* _EXERCISE_: From the line with "Where can the sleeve" to the final line of the records, reproduce every line exactly and only those lines.

+---+

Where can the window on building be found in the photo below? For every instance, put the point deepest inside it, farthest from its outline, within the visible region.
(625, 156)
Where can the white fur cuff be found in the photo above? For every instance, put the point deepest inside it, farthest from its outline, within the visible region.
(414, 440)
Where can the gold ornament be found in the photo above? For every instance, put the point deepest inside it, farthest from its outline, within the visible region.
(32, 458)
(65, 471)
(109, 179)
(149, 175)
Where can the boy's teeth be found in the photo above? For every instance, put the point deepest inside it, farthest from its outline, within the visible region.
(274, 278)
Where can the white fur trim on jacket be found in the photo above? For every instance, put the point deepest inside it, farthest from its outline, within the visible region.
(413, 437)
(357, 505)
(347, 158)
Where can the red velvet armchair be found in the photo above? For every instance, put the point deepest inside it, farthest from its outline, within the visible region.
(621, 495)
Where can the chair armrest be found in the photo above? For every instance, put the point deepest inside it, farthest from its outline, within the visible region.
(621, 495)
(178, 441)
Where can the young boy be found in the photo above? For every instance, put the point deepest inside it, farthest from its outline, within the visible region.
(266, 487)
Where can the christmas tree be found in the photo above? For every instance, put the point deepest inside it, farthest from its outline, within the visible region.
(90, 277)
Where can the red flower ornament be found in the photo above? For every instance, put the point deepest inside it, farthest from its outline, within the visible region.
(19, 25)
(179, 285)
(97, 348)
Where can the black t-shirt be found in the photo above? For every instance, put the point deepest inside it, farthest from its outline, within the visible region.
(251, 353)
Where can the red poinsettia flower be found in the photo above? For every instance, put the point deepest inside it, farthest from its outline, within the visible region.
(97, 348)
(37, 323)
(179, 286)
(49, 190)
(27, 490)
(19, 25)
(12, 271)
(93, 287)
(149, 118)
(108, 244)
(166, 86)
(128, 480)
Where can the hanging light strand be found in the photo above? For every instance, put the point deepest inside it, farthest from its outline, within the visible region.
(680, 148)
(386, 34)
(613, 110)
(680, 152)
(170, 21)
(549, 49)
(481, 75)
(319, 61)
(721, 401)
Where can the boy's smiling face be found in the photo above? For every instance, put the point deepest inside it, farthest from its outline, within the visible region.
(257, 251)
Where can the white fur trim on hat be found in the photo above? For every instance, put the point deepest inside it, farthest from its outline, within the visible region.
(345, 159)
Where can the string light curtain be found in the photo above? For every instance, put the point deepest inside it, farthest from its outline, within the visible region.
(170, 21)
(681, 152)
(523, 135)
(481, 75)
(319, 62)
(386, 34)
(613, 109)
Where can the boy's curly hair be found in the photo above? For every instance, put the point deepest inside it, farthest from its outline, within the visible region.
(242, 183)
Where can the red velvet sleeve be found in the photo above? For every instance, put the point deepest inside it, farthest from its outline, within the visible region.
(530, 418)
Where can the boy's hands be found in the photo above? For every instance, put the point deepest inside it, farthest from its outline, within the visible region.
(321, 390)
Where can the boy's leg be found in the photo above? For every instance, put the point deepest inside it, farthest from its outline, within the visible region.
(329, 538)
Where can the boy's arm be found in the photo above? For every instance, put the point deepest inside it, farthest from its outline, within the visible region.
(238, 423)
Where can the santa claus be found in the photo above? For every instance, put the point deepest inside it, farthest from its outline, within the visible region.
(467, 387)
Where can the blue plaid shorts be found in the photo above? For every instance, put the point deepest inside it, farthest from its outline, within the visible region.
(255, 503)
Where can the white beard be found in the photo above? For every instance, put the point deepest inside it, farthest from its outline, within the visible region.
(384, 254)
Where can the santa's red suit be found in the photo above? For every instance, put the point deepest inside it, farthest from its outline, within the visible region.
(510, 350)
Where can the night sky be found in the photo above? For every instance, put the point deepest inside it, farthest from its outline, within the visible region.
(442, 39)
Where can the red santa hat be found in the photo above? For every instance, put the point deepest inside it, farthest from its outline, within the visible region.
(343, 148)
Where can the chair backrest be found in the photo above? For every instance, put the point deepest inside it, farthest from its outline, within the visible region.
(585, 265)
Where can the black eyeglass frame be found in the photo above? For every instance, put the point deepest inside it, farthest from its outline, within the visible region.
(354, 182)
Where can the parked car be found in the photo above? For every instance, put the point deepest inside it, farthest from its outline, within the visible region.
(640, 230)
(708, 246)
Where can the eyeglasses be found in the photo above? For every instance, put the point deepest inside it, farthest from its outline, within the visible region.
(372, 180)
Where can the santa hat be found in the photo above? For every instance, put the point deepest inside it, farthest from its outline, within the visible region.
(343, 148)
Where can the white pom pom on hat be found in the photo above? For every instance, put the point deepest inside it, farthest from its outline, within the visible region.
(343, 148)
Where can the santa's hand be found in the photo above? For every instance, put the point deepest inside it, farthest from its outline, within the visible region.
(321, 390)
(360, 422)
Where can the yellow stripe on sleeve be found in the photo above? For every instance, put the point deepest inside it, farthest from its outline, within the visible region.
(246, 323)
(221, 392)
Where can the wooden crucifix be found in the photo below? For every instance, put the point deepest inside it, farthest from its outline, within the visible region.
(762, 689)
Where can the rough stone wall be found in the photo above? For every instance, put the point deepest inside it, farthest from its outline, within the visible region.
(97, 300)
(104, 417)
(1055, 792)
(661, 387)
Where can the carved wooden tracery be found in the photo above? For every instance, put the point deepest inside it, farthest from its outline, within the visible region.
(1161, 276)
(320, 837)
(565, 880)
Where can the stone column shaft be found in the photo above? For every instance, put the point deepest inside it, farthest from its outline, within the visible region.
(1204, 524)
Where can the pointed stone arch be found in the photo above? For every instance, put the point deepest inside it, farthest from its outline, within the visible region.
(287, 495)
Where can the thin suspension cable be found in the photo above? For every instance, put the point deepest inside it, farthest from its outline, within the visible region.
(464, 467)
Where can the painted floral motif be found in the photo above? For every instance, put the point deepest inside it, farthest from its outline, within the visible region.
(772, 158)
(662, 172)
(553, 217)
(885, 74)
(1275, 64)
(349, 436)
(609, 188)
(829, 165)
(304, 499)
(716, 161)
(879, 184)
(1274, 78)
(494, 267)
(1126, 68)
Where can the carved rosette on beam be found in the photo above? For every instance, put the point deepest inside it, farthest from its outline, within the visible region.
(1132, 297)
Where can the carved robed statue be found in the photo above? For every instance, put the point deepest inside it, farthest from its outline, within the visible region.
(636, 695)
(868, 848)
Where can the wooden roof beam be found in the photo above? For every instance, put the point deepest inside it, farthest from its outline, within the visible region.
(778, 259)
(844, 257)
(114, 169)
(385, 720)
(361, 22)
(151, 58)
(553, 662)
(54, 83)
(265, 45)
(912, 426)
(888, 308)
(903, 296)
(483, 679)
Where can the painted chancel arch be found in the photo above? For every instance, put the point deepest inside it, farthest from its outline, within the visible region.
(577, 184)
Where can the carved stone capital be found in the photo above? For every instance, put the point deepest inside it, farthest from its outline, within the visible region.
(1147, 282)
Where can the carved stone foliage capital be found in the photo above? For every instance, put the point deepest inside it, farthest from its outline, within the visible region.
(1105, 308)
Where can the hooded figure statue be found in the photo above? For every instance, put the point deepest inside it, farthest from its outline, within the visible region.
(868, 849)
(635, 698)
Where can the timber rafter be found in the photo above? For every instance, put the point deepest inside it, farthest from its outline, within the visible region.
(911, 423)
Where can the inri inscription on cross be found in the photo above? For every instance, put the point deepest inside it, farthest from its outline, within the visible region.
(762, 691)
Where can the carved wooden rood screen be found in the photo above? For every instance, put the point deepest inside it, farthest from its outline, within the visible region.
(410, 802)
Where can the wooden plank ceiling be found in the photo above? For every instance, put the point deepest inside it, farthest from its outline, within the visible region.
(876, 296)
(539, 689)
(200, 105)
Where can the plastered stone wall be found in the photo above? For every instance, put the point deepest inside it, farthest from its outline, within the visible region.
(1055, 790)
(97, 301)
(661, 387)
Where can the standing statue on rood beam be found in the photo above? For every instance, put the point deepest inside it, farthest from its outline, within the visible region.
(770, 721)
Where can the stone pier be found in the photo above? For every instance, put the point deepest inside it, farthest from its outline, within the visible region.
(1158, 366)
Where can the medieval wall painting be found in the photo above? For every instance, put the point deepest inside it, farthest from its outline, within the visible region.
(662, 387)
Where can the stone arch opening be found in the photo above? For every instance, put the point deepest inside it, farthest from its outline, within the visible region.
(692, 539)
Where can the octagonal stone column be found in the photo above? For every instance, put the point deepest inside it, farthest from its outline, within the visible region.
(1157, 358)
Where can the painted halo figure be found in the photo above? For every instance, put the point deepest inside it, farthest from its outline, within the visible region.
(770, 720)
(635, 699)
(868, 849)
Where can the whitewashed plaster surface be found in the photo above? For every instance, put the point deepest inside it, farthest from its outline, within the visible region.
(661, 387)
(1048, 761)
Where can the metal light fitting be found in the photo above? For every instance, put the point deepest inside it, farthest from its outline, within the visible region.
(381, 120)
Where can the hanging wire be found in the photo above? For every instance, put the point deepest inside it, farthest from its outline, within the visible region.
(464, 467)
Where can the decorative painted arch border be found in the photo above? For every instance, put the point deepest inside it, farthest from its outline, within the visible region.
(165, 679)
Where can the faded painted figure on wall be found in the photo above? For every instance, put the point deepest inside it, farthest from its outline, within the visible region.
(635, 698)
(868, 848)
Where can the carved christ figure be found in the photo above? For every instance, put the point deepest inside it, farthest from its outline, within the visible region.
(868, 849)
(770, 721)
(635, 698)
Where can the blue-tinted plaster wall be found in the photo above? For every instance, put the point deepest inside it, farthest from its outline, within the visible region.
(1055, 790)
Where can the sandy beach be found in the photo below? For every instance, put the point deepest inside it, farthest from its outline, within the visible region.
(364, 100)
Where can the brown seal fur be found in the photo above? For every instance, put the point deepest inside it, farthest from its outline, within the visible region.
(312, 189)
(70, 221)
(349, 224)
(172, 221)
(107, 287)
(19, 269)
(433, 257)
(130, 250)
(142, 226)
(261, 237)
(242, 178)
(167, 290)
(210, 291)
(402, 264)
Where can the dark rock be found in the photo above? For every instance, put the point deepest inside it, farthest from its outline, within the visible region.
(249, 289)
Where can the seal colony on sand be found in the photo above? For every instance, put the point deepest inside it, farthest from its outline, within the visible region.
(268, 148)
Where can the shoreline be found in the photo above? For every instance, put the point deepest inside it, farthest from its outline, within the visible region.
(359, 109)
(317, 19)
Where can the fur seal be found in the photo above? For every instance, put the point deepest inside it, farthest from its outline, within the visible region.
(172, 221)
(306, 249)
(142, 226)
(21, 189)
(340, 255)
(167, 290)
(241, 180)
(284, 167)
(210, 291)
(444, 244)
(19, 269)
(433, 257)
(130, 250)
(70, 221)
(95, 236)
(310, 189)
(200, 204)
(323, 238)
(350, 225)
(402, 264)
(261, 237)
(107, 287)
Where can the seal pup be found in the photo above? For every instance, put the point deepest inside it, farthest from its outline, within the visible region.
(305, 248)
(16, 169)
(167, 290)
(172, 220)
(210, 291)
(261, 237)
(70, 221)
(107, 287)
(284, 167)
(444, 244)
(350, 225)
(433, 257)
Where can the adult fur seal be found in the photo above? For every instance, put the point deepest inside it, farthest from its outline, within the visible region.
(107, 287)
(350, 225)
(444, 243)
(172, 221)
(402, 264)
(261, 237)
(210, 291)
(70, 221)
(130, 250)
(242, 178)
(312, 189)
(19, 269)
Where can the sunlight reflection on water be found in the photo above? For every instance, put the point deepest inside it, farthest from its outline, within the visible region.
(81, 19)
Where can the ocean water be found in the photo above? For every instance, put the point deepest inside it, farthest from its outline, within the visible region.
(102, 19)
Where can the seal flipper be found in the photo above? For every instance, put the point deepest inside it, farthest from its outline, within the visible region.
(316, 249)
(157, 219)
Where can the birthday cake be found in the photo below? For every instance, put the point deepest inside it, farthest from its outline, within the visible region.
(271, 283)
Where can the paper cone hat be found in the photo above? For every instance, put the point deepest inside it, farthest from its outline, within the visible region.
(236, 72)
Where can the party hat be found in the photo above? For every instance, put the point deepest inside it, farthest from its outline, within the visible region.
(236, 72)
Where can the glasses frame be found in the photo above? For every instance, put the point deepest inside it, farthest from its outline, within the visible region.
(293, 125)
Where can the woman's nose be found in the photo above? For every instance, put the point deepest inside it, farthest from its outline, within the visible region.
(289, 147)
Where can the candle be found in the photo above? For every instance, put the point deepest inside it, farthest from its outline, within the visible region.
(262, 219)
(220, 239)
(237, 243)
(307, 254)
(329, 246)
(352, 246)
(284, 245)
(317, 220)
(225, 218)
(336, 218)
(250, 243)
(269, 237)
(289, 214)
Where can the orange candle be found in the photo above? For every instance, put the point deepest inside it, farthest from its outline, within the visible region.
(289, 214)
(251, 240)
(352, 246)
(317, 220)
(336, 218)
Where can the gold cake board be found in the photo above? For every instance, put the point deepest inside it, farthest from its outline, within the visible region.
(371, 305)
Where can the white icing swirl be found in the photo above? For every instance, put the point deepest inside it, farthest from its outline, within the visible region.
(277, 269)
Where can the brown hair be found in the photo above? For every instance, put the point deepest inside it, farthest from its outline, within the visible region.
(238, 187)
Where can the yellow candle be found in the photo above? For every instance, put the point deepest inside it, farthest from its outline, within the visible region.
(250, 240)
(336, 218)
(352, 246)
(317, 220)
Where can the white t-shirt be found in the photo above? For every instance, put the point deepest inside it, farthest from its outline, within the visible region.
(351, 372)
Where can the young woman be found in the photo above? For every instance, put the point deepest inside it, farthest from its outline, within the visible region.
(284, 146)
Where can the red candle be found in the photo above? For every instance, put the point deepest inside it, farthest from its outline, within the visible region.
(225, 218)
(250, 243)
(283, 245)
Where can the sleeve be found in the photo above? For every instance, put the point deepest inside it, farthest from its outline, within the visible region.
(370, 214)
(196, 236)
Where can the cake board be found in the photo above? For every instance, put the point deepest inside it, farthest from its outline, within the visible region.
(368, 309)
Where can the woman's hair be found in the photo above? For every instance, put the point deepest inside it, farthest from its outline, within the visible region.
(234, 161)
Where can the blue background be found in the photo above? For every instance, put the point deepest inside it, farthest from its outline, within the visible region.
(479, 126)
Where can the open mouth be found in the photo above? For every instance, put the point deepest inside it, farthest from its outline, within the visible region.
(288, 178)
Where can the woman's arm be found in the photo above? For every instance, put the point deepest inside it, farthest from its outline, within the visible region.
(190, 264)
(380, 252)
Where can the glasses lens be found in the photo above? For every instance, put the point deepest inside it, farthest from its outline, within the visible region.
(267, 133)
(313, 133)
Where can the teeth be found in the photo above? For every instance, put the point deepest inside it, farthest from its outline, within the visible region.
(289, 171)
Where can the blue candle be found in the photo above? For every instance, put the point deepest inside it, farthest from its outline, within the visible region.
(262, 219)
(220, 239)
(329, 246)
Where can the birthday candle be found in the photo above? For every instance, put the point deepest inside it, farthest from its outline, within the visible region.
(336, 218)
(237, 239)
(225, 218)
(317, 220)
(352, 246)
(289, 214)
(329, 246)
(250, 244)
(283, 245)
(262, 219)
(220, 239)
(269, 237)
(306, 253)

+---+

* _OUTPUT BELOW_:
Where can the sleeve be found in the photo above? For every instance, put the point deepest inside it, farthest from its outline, within the visible region.
(370, 214)
(196, 236)
Where can the cake board be found in the photo above? For every instance, put the point deepest inside it, farthest from its outline, within the visible region.
(368, 309)
Where can the woman's hair be found in the photo above? For every instance, put the point deepest inside it, farthest from its outline, within the visible region.
(234, 161)
Where can the blue background be found in the photo above? For every instance, put the point deepest inside it, farthest from its outline, within the visible region.
(479, 126)
Where can the open mouth be found in the photo above? For every instance, put the point deepest inside it, farthest from its outline, within the visible region.
(288, 178)
Where can the woman's arm be found in the photo above? For every instance, put the point deepest inside it, farthest from its outline, within the visible region.
(190, 264)
(380, 252)
Where can the glasses lens be found in the photo above? For every instance, put the point deepest inside it, farthest from its outline, within the visible region.
(267, 133)
(313, 133)
Where can the teeth be found in the photo above? For every instance, put the point deepest inside it, farthest from its outline, within the visible region.
(289, 171)
Where can the blue candle be found in the photo above? For every instance, put the point deepest inside it, farthest from its outline, within the visible region.
(262, 219)
(220, 239)
(329, 246)
Where can the birthday candle be found in the photo above? For every instance, put the point deepest inside it, farthest from its outline, within the visible region.
(336, 218)
(237, 239)
(225, 218)
(317, 220)
(352, 246)
(289, 214)
(329, 246)
(250, 244)
(283, 245)
(262, 219)
(220, 239)
(269, 237)
(306, 253)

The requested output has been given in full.